-- Selection --
━━━━━━
A pre-trial meeting was held on 26 March 2015 where the defendants
indicated for the first time that the matter should have
been
referred to an umpire, although they did not deal with this in their
original pleadings.  They pleaded to the amended
particulars of
claim on 10 April 2015 and only raised the above-mentioned points
in
limine
on 10 April 2015.  The court finds that these points
in
limine
were raised as an after-thought, although the court has to deal with
them.  There is no explanation as to why it took the
defendants
a further three weeks to formally address these points
in
limine
.
[19]
In
the present instance the problem is that although the defendants
allege that the matter should be dealt with in terms of the
house
rules there is a dispute as to which house rules are applicable.
An umpire will not be able to issue a declaratory
order in regards to
which house rules should be followed, this will have to be determined
by a court.
[20]
In
Universiteit
van Stellenbosch v JA Louw (Edms) Bkp 1983(4) SA 321 AD
Galgut JA held at para 21:
“…
It
can now be regarded as well settled that a foreign jurisdiction or
arbitration clause does not exclude the court’s jurisdiction.

Parties to a contract cannot exclude the jurisdiction of a court by
their own agreement, and where a party wishes to invoke the

protection of a foreign jurisdiction or arbitration clause, it should
do so by way of a special or dilatory plea seeking a stay
of the
proceedings.  That having been done, the court will then be
called on to exercise its discretion whether or not to
enforce the
clause in question…”
[21]
This
sets out a two stage enquiry where the court first has to decide
whether the points
in
limine
should be upheld and whether the court should enforce the clause.
The difficulty in the present case is that the court will
first have
to decide which set of house rules applies to the present case.
[22]
Furthermore
Galgut JA set out at para 26:
“…
In
each given case much will depend upon its own particular facts and
circumstances as well
as the
stage at which and the manner in which the issue of enforcement of
the clause in question is raised.

(Court’s
emphasis)
[23]
In
the unreported case in this division,
Vhembe
District Municipality v NW Civils Contractors CC, Case no.: A08/2014
(27 February 2015)
the full court held at para 28 and 29:

[28]
I agree with Respondent’s Counsel’s submission that the
Appellant acquiesced to the jurisdiction of the High Court
and that
it does not avail it on appeal to attempt to place the Court’s
jurisdiction in issue by relying on the contractual
procedures for
mediation and arbitration.  It is correct, as submitted by
Counsel for the Respondent,
that
the Appellant only raises the issue of the availability of
contractual remedies of mediation and/or arbitration after having

participated fully in the proceedings in the High Court, after the
shoe pinched
.
(Court’s
emphasis)
[29]
The issue of mediation and/or arbitration was not raised by the
Appellant in the Court a quo as a special plea.  It was
raised
in the body of its plea and argued as a point in limine.  After
the dismissal of the point in limine the Appellant
never challenged
the jurisdiction of the High Court to hear the case on the merits.
My view is that the issue of mediation
and/or arbitration should have
been
raised and argued as a
special plea in order to oust the jurisdiction of the Court a quo
.”
(Court’s
emphasis)
[24]
In
the present case the issues of mediation and non-joinder were raised
as points
in
limine
.
━━━━━━
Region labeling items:
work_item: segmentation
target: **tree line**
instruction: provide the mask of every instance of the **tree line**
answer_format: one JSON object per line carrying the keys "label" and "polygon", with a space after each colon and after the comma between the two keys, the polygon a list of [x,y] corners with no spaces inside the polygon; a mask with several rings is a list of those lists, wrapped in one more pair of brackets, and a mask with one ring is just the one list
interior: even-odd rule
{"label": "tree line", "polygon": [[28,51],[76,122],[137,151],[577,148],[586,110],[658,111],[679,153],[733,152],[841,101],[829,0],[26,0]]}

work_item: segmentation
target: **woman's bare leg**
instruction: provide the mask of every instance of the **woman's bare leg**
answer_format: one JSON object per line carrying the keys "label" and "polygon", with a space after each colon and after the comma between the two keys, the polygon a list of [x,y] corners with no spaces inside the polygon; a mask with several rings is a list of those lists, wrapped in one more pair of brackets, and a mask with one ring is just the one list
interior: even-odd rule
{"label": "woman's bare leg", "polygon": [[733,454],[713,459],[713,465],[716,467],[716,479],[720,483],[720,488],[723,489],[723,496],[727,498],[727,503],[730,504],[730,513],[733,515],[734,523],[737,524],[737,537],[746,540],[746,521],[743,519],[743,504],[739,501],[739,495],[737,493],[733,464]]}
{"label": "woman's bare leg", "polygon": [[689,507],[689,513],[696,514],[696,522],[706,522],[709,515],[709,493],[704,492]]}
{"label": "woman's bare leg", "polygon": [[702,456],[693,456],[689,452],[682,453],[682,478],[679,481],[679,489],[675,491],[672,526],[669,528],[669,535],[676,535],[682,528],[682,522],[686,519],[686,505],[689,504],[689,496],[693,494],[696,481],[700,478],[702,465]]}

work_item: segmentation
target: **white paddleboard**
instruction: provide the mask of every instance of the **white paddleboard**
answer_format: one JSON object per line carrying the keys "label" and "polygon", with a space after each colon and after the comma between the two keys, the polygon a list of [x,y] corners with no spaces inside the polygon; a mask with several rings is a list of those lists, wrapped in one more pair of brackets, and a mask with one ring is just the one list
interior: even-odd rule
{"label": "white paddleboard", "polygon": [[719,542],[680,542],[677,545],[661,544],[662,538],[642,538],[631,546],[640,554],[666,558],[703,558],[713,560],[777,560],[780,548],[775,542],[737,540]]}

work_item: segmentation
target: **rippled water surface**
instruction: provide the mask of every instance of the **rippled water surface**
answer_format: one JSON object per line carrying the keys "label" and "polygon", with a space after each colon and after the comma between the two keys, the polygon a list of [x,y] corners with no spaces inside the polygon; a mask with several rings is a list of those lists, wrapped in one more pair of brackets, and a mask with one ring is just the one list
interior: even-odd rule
━━━━━━
-- What is needed --
Write the next part of the court judgment on the points in limine, picking up after its last sentence. The items are separate material and are not part of the court judgment.

-- Result of the exercise --
There was no special plea as set out in the Stellenbosch case
(
supra
).
[25]
The
umpire cannot decide which house rules to apply.  Ms Perold
conceded that only the High Court has jurisdiction to decide
which
house rules are applicable.  There is no evidence before court
of the house rules which formed part of the sale agreements,
apart
from the sale agreement between Mr Perold, in his personal capacity,
and Supreme Ontwikkelings BK where portions 230 and
231 were sold to
Supreme Ontwikkelings BK.
[26]
It
is quite clear from Ms Perold’s evidence that all the house
rules do not correspond and that a decision will have to be
made to
decide which house rules are applicable.  Had the defendants
raised the points
in
limine
or filed a special plea in 2011, 2012, 2013 or 2014, it could be said
that it was reasonable, but they waited until five days before
trial
to raise these questions.  They partook three years in the
present case by pleading, attending pre-trial meetings and
then five
days before trial the defendants raise the points
in
limine
.
In any event it is quite clear that a court will have to decide which
house rules apply as an arbitrator or umpire cannot
do so.  This
point
in
limine
can thus not succeed as the arbitrator or umpire cannot determine
which house rules should be used.  The plaintiffs had the
right
to accept that the defendants acquiesced to the jurisdiction of the
High Court under these circumstances.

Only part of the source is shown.